* **Document excerpt**

Nocturne faustien bears the legacy of Ozenfant’s early commitment to Purism—a movement he co-founded with Le Corbusier in the wake of the First World War. Their manifesto Après le Cubisme (1918), and the journal L’Esprit Nouveau (1920-25), championed an art of rational form and clarity inspired by industrial design and scientific optimism. By the late 1920s, however, Ozenfant had begun to move beyond Purism’s doctrinaire rigor toward a more speculative visual language attuned to spiritual and cosmological questions.
In Nocturne faustien, he transforms Purist discipline into a theatre of metaphysical inquiry. The composition unites coiled tubing, distillation flasks, a telescope-like cylinder, a luminous globe and scattered stars. At its center, a glass vessel shelters a tiny embryonic figure—an unmistakable reference to Goethe’s Faust II, in which the Homunculus is created in a laboratory. This allusion, underscored by the work’s alternate title Nocturne Goethien, frames the scene as both modern experiment and timeless allegory.
While the painting’s compositional rigor recalls his Purist past, its imagery introduces new layers of ambiguity. The gleaming coils and glass spheres function simultaneously as laboratory instruments and cosmic symbols, evoking both scientific transformation and eternal recurrence. The looping distillation tube suggests chemical processes and the ouroboric cycle of rebirth, binding rational order to metaphysical meaning. Suspended in a dark sky, these instruments appear weightless, intersected by a diagonal beam of light that unites the empirical with the celestial.
In this balanced system, Ozenfant stages the Faustian act of creation as a modern allegory of artistic experiment—the painter as scientist. His union of mechanical clarity and visionary subject matter situates him within a broader current of late Purist experimentation: between 1927 and 1930, artists such as Jean Metzinger, Marcelle Cahn and Fernand Léger began to incorporate cosmological and alchemical references into their work, transforming the rationalism of Purism into a more poetic visual language. Ozenfant’s exploration of this new symbolic geometry resonates with contemporaries such as Victor Servranckx and László Moholy-Nagy, who likewise translated the vocabulary of machinery and optics into a modern visual poetry, as seen in works like Servranckx’s Opus 57, which reimagines industrial architecture as rhythmic abstraction, and Moholy-Nagy’s Photograms, where light itself becomes a creative instrument.

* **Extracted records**
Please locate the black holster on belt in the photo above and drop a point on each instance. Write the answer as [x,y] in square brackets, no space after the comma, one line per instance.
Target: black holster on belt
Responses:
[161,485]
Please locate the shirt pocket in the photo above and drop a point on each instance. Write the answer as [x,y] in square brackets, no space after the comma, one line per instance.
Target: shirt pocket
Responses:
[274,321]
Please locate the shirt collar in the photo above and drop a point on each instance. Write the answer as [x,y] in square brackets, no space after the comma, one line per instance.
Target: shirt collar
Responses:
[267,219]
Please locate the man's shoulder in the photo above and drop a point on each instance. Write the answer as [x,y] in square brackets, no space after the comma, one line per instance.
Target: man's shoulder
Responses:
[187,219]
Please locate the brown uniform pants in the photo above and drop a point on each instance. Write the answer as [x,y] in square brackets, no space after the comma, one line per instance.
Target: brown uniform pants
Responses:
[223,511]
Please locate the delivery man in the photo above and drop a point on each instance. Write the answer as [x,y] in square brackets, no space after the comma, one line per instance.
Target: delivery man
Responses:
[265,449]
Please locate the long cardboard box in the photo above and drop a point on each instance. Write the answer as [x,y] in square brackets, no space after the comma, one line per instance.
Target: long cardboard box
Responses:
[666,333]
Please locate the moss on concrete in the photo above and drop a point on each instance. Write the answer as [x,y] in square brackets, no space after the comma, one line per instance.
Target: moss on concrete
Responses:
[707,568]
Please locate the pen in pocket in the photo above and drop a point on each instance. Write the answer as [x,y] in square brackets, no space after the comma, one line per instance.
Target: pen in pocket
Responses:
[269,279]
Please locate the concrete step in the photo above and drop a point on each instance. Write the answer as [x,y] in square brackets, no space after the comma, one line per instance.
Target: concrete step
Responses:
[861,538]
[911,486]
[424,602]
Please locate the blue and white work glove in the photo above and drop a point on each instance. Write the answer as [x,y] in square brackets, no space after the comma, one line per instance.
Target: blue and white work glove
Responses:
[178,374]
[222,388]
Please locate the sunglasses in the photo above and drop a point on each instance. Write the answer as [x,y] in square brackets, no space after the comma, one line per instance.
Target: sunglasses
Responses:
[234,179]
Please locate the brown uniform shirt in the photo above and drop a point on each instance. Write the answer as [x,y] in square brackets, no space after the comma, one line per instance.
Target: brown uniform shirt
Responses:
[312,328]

* **Goal A**
Condense the paragraph of the Ozenfant text that begins "In Nocturne faustien, he transforms" into a short bulleted list that keeps its main facts.
* **Goal B**
According to the Ozenfant text, how does the looping distillation tube bind rational order to metaphysical meaning? Answer in one to three sentences.
* **Goal C**
Extend the essay on Ozenfant's Nocturne faustien past its final sentence.

* **Final result A**
- Ozenfant turns Purist discipline into a theatre of metaphysical inquiry.
- The composition brings together coiled tubing, distillation flasks, a telescope-like cylinder, a luminous globe and scattered stars.
- At its center, a glass vessel holds a tiny embryonic figure that refers to the Homunculus created in a laboratory in Goethe's Faust II.
- The alternate title, Nocturne Goethien, reinforces this allusion.
- The scene is thereby framed as both modern experiment and timeless allegory.

* **Final result B**
The looping distillation tube carries two meanings at once. It suggests chemical processes, which belong to rational, scientific order, and it also suggests the ouroboric cycle of rebirth, which carries metaphysical meaning.

* **Final result C**
The scientific imagery in Nocturne faustien reflects the spirit of discovery that defined the late 1920s, when astronomy and quantum physics were reshaping humanity’s vision of the cosmos. For Ozenfant—whose Purist doctrine had already likened painting to “a laboratory of forms”—science provided both method and metaphor: a disciplined pursuit of order through observation. As Françoise Ducros notes, he belonged to “a generation seeking a spiritual response opposed to the rise of materialism brought on by growing industrialization and scientific progress… aware that this new scientific idolatry probably would bring no answers to human distress” (Amédée Ozenfant, Paris, 2002, p. 133).
In Nocturne faustien, scientific imagery becomes a metaphor for creation itself. The laboratory setting—glass, light, and calibrated form—echoes visual languages emerging from photography and scientific illustration in the late 1920s. Fascinated by photography’s ability to reveal hidden structures within the ordinary, Ozenfant saw it as a parallel to painting’s analytical power. Photography, he observed, allowed him “to rediscover in reality the visual expression of verticals, horizontals, curves, and their neutralization,” creating a “plastic system” that revealed the world’s underlying forces and their effects on humanity (ibid., pp. 133-37).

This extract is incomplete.